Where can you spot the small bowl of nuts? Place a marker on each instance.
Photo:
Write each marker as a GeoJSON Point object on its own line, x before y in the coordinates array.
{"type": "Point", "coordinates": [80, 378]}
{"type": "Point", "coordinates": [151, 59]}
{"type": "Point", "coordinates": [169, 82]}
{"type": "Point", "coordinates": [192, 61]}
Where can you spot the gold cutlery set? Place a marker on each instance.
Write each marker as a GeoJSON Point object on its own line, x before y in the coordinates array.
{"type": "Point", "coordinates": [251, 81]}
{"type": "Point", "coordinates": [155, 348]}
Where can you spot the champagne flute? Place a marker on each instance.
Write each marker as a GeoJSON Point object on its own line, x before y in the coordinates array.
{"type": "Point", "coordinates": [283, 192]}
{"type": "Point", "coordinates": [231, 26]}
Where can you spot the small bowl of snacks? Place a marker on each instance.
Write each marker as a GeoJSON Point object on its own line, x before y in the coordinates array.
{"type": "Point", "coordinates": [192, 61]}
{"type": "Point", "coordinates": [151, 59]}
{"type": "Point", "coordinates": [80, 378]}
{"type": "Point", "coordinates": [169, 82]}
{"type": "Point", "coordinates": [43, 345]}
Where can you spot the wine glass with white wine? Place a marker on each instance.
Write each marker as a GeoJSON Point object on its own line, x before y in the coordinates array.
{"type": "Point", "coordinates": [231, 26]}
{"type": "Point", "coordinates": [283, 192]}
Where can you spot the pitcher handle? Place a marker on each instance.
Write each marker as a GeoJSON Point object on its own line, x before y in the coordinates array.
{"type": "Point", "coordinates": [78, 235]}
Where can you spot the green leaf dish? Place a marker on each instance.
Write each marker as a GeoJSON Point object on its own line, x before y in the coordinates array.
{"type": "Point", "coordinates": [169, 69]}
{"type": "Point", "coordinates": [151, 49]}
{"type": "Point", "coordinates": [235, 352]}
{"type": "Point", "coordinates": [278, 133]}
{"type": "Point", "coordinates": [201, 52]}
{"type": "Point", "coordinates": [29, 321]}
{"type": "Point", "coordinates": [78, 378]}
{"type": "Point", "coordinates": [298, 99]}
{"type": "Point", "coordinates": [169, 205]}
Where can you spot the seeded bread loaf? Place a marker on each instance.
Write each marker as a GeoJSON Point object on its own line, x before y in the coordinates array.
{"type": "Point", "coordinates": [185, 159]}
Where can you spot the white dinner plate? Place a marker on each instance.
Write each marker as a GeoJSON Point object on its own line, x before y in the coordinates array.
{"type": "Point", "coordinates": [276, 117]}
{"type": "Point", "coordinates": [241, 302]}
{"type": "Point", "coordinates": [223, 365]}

--

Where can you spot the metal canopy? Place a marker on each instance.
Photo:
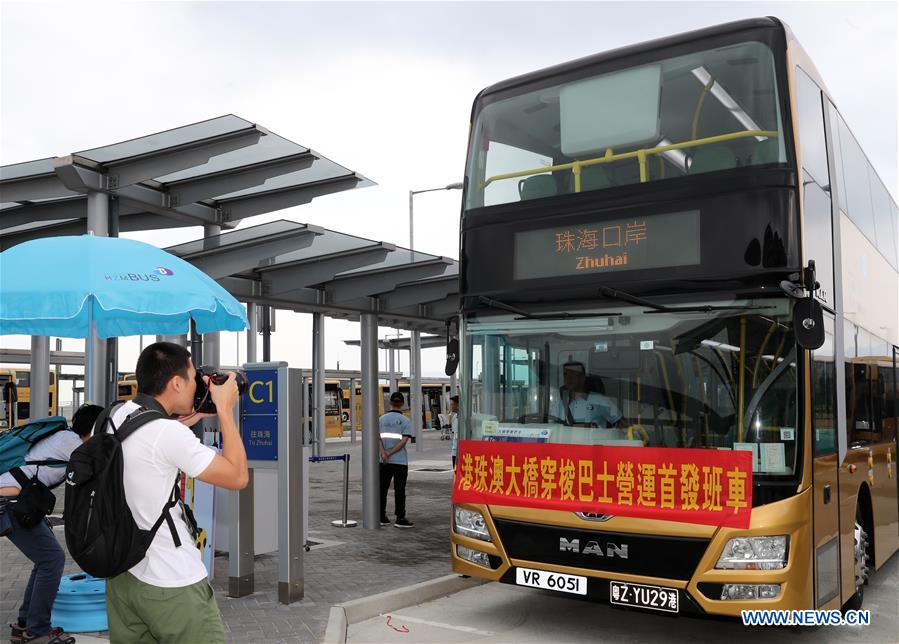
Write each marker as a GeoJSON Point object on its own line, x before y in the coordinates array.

§ Assignment:
Look through the material above for "spot" and copy the lines that have it.

§ Answer to this task:
Where can you spot the small bowl of nuts? Place a marker on each instance.
Where can you spot the gold cutlery set? Place a marker on each instance.
Where can you spot the champagne flute? Place a marker on each instance.
Where can you spot the small bowl of snacks? Place a marker on each instance.
Where can you spot the wine glass with white wine? Place a marker on each instance.
Where can you spot the pitcher handle? Place a marker on each instance.
Where can you spot the green leaf dish? Place a marker on each instance.
Where can you spot the seeded bread loaf? Place a marker on each instance.
Where can you spot the white dinner plate? Place a marker on each instance.
Where can you spot the metal canopy? Place a marker on each instance.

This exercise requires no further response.